** begin **

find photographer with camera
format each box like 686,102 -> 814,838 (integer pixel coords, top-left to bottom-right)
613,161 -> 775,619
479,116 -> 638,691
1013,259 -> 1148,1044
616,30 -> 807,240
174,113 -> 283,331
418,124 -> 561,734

** end **

**PROBLEM TO WORK ON**
Present all of the items above as a numbered list, omitting any blank lines.

**EXERCISE ANSWER**
1. find photographer with camera
2. format each box like 686,102 -> 814,838 (integer pixel coords, top-left to bottom-right)
3. 613,161 -> 775,619
4. 479,116 -> 638,691
5. 1013,259 -> 1148,1044
6. 616,30 -> 807,240
7. 174,113 -> 283,331
8. 418,124 -> 561,734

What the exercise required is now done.